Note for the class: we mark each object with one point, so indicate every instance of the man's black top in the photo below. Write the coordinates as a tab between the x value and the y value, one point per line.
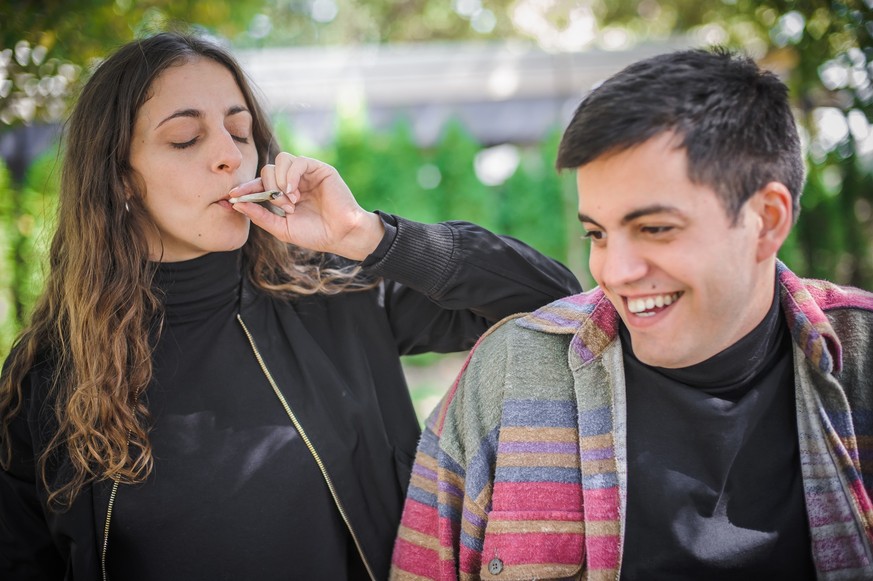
714	481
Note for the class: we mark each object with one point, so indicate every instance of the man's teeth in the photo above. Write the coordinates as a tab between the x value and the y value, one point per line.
647	304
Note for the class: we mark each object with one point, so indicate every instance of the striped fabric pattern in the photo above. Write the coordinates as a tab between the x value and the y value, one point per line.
520	473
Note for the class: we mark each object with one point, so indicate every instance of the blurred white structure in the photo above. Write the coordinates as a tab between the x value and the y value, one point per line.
508	92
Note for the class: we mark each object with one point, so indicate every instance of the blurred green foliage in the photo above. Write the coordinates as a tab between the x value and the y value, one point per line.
822	48
386	171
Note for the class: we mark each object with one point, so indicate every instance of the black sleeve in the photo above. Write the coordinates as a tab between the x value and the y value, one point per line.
27	550
446	283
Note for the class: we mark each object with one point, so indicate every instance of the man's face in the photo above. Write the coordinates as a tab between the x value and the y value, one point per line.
685	280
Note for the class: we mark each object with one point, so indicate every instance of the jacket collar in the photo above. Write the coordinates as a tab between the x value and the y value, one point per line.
593	321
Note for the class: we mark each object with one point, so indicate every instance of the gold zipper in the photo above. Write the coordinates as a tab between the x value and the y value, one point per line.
112	494
309	445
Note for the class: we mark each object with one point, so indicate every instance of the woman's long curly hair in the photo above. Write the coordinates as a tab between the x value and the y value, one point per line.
96	323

________

Task description
Word for word and without any pictures, return all of the lines above.

Expected answer
Note for the class: we mark each object with one point, so indicate every instance of the man's black top in the photo below. Write the coordinates as a tab between the x value and the y value, one point per line.
714	481
Note for the class: we mark each object with one point, so indicate every instance of the man's teeth in the photo above. Write the coordinates as a tab between the x value and the y value, one point per line.
647	304
Note for the class: we mark each object with one point, so indicate every instance of the striped fabric pattern in the photo above. Write the coordinates as a tab between the x value and the y value, one point per line.
520	473
Note for the class: we mark each object with one point, so indicate every instance of the blurred white structure in the photo above. Write the coordinates as a tab between the x value and the y value, one point per line.
508	92
Note for the class: we mark each object with one point, so indicate every instance of the blurred green foliage in the photo above. Write the coordinates as a tab between the x value and the y value, one point per line.
822	48
386	171
Note for the class: we mark each object with one point, so indicate every instance of the black sleeve in the photo above. Write the coordinates as a tab between the x value and the y value, one point per line.
27	550
446	283
Note for the class: we mark each object with one point, so indicate every instance of the man's face in the photo above. Write the coordinates as a tab between the x value and the y value, one point per line.
685	280
Note for the class: we mark each object with one point, so indicate every instance of the jacket collar in the photo above. Write the coordinates as a tab between the x value and the y value, one point per line.
593	321
Note for the class: we mark each object with one point, so indicate every instance of the gold zipper in the photo above. Write the coordinates as a tab between the x value and the y value, one point per line.
112	494
309	445
Note for the class: we mark each object with one point, so indicate every instance of the woman's long curly hair in the photo above. Write the coordinates as a tab between the x value and the y value, one point per line.
96	323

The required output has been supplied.